WHAT THE TASK ASKS –
All the data should be transcribed exactly, with every line kept.

== Segment start ==

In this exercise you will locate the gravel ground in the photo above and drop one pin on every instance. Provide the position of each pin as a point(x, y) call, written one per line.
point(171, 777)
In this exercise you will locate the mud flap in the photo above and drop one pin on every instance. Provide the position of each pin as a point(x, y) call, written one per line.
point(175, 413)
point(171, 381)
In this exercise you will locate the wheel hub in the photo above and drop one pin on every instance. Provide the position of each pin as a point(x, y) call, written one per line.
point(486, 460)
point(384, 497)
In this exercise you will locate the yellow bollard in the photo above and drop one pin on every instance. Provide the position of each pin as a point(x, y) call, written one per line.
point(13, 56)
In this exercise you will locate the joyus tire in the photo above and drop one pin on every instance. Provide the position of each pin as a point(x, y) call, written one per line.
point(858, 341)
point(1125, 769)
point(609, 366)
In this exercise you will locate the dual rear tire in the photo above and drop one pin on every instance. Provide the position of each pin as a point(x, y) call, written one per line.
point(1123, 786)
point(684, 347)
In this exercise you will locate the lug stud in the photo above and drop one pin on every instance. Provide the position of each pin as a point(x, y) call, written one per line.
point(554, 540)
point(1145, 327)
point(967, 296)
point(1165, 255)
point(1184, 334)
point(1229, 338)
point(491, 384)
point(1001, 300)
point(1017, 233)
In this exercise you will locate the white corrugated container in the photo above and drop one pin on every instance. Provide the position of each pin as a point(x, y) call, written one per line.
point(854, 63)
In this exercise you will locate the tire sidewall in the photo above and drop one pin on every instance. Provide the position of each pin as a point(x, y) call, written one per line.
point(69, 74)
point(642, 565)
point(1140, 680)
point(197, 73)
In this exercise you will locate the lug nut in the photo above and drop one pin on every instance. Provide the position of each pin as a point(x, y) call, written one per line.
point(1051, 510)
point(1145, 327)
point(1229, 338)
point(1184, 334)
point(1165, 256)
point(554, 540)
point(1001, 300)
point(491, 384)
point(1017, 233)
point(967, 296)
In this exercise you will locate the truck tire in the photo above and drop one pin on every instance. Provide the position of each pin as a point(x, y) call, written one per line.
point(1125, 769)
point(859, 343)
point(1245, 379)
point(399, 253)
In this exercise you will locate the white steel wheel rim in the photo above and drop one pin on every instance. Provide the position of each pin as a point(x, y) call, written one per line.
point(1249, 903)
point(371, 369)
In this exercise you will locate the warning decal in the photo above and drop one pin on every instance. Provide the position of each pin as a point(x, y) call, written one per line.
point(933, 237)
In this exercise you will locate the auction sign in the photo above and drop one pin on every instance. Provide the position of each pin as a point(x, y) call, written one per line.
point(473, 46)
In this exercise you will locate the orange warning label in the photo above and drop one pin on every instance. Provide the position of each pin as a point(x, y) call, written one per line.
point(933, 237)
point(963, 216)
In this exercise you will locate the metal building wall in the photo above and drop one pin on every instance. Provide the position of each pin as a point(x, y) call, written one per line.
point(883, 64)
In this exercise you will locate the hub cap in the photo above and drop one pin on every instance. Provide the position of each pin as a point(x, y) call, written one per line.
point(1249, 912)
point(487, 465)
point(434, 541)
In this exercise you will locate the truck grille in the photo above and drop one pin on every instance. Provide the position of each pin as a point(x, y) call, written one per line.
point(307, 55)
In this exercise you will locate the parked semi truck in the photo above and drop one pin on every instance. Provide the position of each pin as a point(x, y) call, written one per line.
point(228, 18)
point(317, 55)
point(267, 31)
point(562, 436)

== Segment end ==

RESULT –
In this exercise you will locate the gravel ground in the photo above and drop one pin on every instance. Provide the position of each pin as a point(x, y) call, written one per line.
point(171, 777)
In this exercise you will locate the mud flap in the photo above and drop one pin on every instance. Provide the position of each pin as a point(x, y) call, written one per line.
point(175, 413)
point(171, 381)
In this exercise you will locate the wheel hub in the photo above and drop one pin on every instance. Provide the position of each pin as a point(x, y) call, written one per line.
point(486, 460)
point(384, 497)
In this exercise you will locate the yellow bollard in the photo above and drop one pin on every instance. Provide the position of each pin as a point(x, y) call, written one per line.
point(13, 56)
In this exercise you will locate the joyus tire in the photo above and drop one pin on every instance. Provide the position of each pin as a point(x, y) call, written one per line.
point(858, 341)
point(1125, 769)
point(609, 366)
In this exercise you will locate the dual rear tire in the photo above and drop one pin on every instance. Provide the position of each pin as a point(x, y) call, written one per line.
point(1123, 786)
point(684, 347)
In this exercise you will locate the lug stud in the photo above and drop one pin on every instance. Provide the position of each pin as a point(x, y) call, written one per line.
point(554, 540)
point(1145, 327)
point(967, 296)
point(1165, 255)
point(1184, 334)
point(1229, 338)
point(491, 384)
point(1001, 300)
point(1017, 233)
In this exercise you will locate the white corrugated container in the photo above and drop one pin on every instance. Provide the position of each pin as a point(x, y) call, written one per line.
point(854, 63)
In this exercise you will locate the tire sidewall in the photo above and drop one pin on every instance. Provide the position of each pin as a point(x, y) call, written one per line.
point(69, 74)
point(642, 565)
point(1140, 680)
point(197, 73)
In this exercise you will locate the lug nut in the photo above and drop one pin on every instance. Provide the position of each pin as a point(x, y) call, written one per line.
point(1051, 510)
point(1145, 327)
point(1229, 338)
point(1184, 334)
point(1165, 256)
point(554, 540)
point(1001, 300)
point(491, 384)
point(1017, 233)
point(967, 296)
In this exercise you will locate the truck tire in the photo above and drop one pin on every instance. Provide the position of each pin as a point(x, y) call, written one per line.
point(1125, 769)
point(859, 343)
point(1245, 379)
point(399, 253)
In this exercise you will locate the white steel wheel rim in the photo above and drop one pin on every instance. Provide the position of each pin as a point(x, y) call, written one per line.
point(1249, 903)
point(371, 369)
In this exercise you will locate the warning decal in the photo above and drop one pin on every instance. Provide the position of each pin as a point(x, y) call, written one per line.
point(933, 237)
In this exercise you will locate the auction sign in the photo above and drop one pin on every instance. Provide the position of each pin as a point(x, y) call, written one per line.
point(473, 46)
In this exercise you will locate the orange warning label in the photo above and drop one pin on every instance. Provide the position of each pin as a point(x, y) call, written one per line.
point(933, 237)
point(963, 216)
In this exercise you will locate the metal building wall in the photo above and drop one pin on every instance. Provide the position of each pin as a point(x, y) call, written one per line.
point(883, 64)
In this exercise you will locate the hub cap in the photo above and drop one pin on every instance. Provide the position of each pin as a point(x, y) call, written one per line.
point(1249, 912)
point(487, 465)
point(434, 541)
In this exercise you will locate the truck grille in the photo above and drop one pin on every instance. Provide the position of each pin as a point(x, y) call, written one per line.
point(307, 55)
In this exercise you will locate the parked semi truck in the photo above and drop one pin on every instance. Provide the position of each pin as a point(x, y) call, written one per line.
point(228, 18)
point(317, 55)
point(267, 31)
point(562, 436)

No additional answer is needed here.